Quote the data below verbatim, starting at the line that contains "of the eroded" and ending at the line that contains "point(386, 385)", with both of those lines included.
■ ■ ■ ■ ■
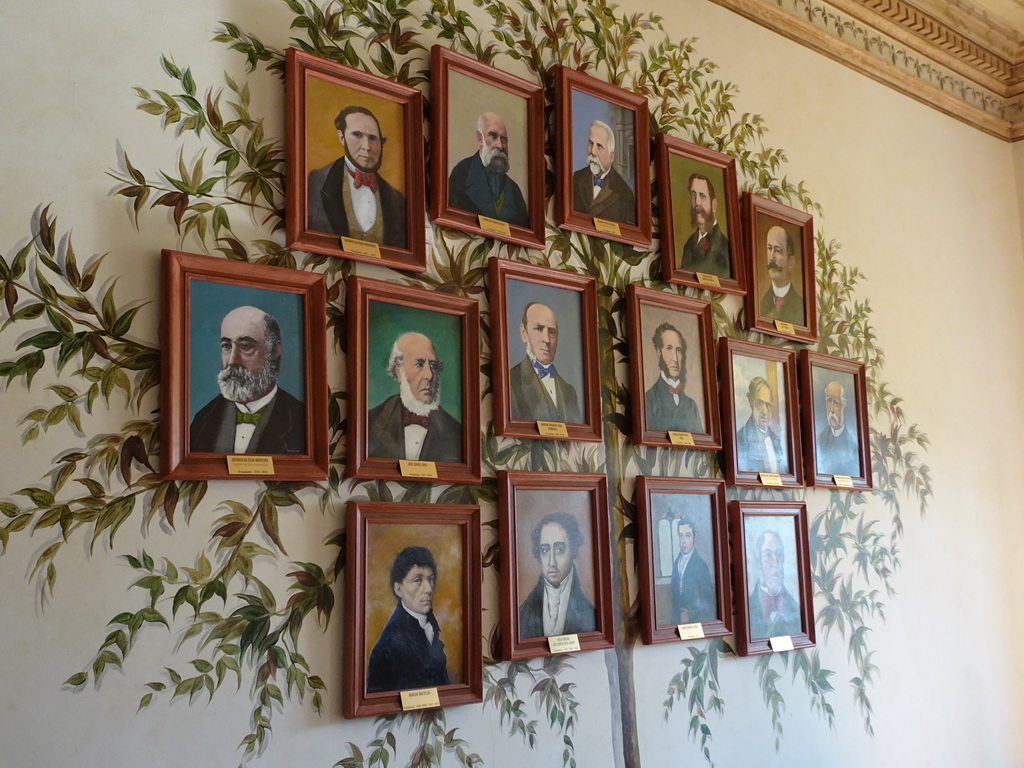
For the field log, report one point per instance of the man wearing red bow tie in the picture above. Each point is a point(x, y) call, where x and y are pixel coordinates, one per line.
point(348, 197)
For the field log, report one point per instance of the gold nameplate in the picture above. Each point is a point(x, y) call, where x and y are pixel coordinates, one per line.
point(552, 429)
point(690, 631)
point(494, 225)
point(563, 643)
point(421, 698)
point(418, 469)
point(360, 248)
point(240, 464)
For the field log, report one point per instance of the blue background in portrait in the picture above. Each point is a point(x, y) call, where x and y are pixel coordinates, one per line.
point(208, 303)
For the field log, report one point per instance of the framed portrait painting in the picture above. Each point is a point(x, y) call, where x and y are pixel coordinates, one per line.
point(837, 438)
point(413, 605)
point(544, 352)
point(555, 569)
point(602, 159)
point(759, 415)
point(413, 383)
point(672, 370)
point(355, 167)
point(684, 559)
point(774, 608)
point(243, 388)
point(486, 153)
point(701, 246)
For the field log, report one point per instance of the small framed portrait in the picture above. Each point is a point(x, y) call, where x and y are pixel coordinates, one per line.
point(699, 215)
point(243, 386)
point(837, 438)
point(544, 351)
point(414, 383)
point(684, 559)
point(412, 605)
point(780, 299)
point(672, 371)
point(486, 152)
point(555, 572)
point(602, 168)
point(355, 167)
point(774, 609)
point(759, 415)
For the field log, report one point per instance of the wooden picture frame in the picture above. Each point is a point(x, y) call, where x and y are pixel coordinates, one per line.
point(433, 333)
point(828, 387)
point(760, 382)
point(671, 340)
point(523, 403)
point(512, 125)
point(218, 358)
point(788, 233)
point(328, 195)
point(384, 653)
point(563, 517)
point(621, 209)
point(774, 596)
point(674, 513)
point(696, 249)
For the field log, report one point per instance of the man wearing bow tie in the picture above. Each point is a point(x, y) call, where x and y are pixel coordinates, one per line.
point(412, 424)
point(348, 197)
point(252, 415)
point(538, 392)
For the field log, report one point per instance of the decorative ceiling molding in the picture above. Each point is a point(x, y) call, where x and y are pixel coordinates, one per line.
point(952, 55)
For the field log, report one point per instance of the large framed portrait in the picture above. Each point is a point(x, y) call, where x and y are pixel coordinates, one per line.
point(544, 352)
point(555, 553)
point(414, 383)
point(243, 382)
point(759, 415)
point(774, 608)
point(684, 558)
point(602, 160)
point(486, 151)
point(780, 299)
point(672, 370)
point(837, 438)
point(701, 246)
point(412, 605)
point(355, 167)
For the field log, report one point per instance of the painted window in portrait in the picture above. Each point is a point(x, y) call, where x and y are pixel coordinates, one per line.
point(554, 561)
point(675, 400)
point(241, 380)
point(413, 576)
point(486, 151)
point(603, 163)
point(355, 166)
point(413, 383)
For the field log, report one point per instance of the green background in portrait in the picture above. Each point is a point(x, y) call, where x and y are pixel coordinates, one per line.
point(387, 322)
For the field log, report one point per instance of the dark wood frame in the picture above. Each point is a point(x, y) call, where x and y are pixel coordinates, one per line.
point(360, 292)
point(857, 398)
point(500, 270)
point(508, 483)
point(639, 346)
point(442, 62)
point(355, 700)
point(754, 205)
point(299, 66)
point(566, 217)
point(715, 489)
point(665, 147)
point(745, 645)
point(178, 462)
point(734, 476)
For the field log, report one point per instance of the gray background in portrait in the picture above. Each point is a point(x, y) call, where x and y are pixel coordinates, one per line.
point(208, 303)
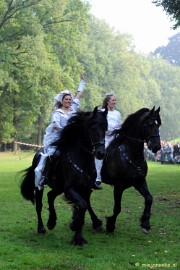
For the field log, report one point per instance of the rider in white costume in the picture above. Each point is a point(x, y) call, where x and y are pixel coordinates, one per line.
point(64, 107)
point(114, 122)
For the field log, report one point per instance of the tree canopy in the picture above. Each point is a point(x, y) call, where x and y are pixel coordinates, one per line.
point(172, 8)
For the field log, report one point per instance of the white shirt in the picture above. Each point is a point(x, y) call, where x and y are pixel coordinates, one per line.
point(114, 122)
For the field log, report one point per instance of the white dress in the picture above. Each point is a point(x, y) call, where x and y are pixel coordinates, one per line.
point(114, 122)
point(58, 121)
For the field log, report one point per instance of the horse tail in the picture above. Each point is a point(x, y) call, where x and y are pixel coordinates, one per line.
point(27, 185)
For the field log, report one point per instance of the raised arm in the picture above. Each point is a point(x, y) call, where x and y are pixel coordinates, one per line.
point(80, 88)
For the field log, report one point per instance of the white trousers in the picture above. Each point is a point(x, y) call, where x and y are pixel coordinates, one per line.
point(40, 167)
point(98, 162)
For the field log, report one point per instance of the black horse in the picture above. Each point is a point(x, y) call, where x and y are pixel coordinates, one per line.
point(74, 171)
point(124, 164)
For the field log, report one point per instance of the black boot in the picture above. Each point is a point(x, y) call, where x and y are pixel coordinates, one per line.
point(44, 178)
point(97, 186)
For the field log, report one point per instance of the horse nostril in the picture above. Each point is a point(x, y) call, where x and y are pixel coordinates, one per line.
point(100, 154)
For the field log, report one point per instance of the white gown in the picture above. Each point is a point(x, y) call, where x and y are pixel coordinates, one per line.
point(114, 122)
point(58, 121)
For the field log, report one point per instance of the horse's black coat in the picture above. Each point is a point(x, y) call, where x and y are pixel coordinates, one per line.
point(124, 164)
point(74, 171)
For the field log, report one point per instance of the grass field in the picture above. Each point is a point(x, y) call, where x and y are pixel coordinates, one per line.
point(127, 248)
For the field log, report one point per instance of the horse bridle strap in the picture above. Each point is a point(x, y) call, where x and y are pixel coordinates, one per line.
point(133, 139)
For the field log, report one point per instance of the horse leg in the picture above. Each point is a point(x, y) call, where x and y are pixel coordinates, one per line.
point(39, 195)
point(110, 221)
point(96, 222)
point(78, 216)
point(52, 194)
point(77, 225)
point(145, 218)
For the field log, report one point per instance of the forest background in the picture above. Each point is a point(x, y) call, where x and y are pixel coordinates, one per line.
point(44, 47)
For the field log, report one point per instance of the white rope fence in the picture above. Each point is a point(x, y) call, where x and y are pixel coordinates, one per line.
point(28, 144)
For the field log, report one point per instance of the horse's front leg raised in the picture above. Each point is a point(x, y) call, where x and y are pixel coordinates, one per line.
point(96, 222)
point(80, 207)
point(39, 195)
point(145, 218)
point(52, 194)
point(110, 224)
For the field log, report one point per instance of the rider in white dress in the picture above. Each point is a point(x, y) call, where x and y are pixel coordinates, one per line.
point(114, 122)
point(64, 107)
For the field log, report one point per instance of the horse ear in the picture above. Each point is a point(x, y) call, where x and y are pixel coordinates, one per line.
point(95, 111)
point(158, 110)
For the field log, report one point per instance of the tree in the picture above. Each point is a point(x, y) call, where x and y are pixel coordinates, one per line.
point(172, 8)
point(171, 52)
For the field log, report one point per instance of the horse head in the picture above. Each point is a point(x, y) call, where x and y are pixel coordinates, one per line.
point(151, 130)
point(96, 130)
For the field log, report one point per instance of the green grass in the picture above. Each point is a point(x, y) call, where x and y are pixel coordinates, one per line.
point(127, 248)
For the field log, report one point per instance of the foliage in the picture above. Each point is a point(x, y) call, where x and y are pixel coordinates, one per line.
point(172, 8)
point(171, 51)
point(127, 248)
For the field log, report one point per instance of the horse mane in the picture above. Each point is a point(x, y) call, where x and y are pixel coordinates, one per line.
point(73, 130)
point(127, 124)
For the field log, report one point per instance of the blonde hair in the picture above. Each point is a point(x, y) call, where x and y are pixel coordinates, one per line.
point(106, 99)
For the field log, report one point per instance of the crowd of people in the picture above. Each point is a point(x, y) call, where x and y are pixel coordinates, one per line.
point(169, 153)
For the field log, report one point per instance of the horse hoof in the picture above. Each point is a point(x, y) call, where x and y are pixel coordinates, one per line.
point(51, 225)
point(144, 230)
point(98, 229)
point(79, 242)
point(41, 230)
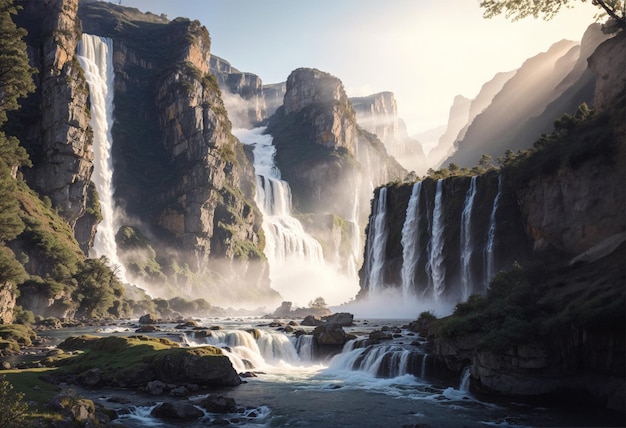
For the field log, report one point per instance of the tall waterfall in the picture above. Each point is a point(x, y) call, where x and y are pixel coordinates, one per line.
point(410, 241)
point(435, 265)
point(285, 237)
point(491, 236)
point(376, 242)
point(466, 240)
point(95, 55)
point(298, 270)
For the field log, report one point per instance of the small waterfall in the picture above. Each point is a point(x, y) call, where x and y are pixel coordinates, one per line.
point(436, 257)
point(384, 361)
point(491, 236)
point(95, 55)
point(246, 352)
point(376, 242)
point(305, 347)
point(466, 240)
point(464, 384)
point(423, 367)
point(285, 237)
point(410, 241)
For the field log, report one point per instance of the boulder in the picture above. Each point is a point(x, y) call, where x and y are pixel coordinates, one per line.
point(312, 321)
point(214, 403)
point(156, 387)
point(177, 410)
point(378, 335)
point(148, 319)
point(342, 318)
point(90, 378)
point(330, 334)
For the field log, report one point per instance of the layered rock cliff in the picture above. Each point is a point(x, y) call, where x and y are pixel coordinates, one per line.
point(180, 175)
point(55, 123)
point(378, 114)
point(550, 326)
point(243, 94)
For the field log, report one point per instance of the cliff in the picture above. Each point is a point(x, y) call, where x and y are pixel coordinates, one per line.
point(59, 141)
point(543, 88)
point(179, 172)
point(243, 94)
point(378, 114)
point(550, 324)
point(321, 150)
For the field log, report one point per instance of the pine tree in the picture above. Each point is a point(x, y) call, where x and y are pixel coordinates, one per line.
point(15, 72)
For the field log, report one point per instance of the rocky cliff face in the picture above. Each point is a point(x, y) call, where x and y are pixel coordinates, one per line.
point(242, 93)
point(7, 303)
point(560, 82)
point(179, 172)
point(378, 114)
point(321, 151)
point(56, 123)
point(567, 205)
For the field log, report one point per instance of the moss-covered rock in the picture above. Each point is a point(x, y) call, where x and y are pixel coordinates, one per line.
point(136, 360)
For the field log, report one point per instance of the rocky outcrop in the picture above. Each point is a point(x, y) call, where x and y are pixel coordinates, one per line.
point(322, 152)
point(573, 210)
point(242, 93)
point(178, 169)
point(560, 82)
point(608, 63)
point(57, 134)
point(7, 302)
point(274, 95)
point(378, 114)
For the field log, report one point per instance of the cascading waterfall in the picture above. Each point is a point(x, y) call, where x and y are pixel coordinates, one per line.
point(95, 55)
point(285, 237)
point(466, 240)
point(410, 241)
point(385, 361)
point(491, 236)
point(298, 269)
point(376, 242)
point(435, 264)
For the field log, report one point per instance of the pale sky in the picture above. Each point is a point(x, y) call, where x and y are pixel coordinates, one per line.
point(425, 52)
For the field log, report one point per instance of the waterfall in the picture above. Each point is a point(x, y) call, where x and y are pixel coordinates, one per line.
point(436, 257)
point(376, 242)
point(298, 269)
point(384, 361)
point(95, 55)
point(410, 241)
point(491, 236)
point(245, 352)
point(466, 240)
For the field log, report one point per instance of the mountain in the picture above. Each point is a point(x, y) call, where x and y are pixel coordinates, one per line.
point(517, 107)
point(527, 258)
point(378, 114)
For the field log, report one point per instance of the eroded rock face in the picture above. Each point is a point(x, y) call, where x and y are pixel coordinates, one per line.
point(58, 134)
point(573, 210)
point(7, 303)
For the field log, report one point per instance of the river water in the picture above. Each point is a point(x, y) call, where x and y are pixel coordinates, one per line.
point(386, 385)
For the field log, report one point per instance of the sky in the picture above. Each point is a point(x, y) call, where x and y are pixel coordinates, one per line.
point(425, 52)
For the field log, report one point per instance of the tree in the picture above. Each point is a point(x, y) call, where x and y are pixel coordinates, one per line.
point(12, 409)
point(15, 72)
point(547, 9)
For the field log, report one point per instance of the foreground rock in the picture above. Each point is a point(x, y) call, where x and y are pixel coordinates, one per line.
point(139, 361)
point(177, 410)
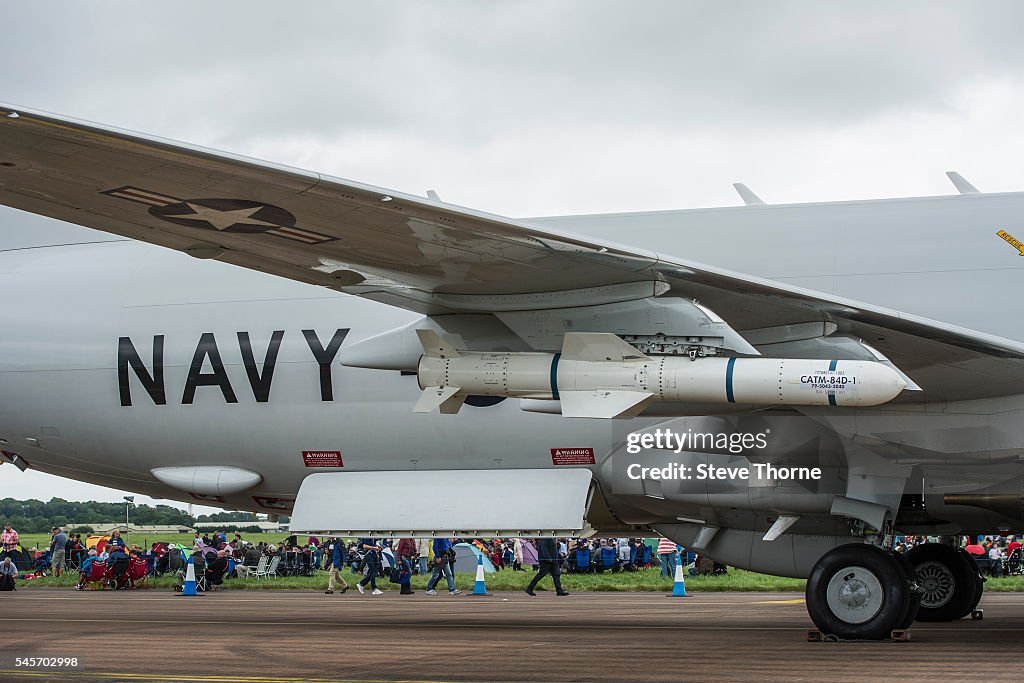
■ ■ ■ ■ ■
▶ Exercise response
For the field log, report one point per instance of the eroded rock face in the picture above. Each point is a point(x, y) call, where x and y are pixel coordinates, one per line.
point(58, 134)
point(573, 210)
point(7, 303)
For the field log, report one point per instance of the river water in the picture above. Each point is a point(x, y) call, where x and y are pixel coordinates, one per line.
point(386, 385)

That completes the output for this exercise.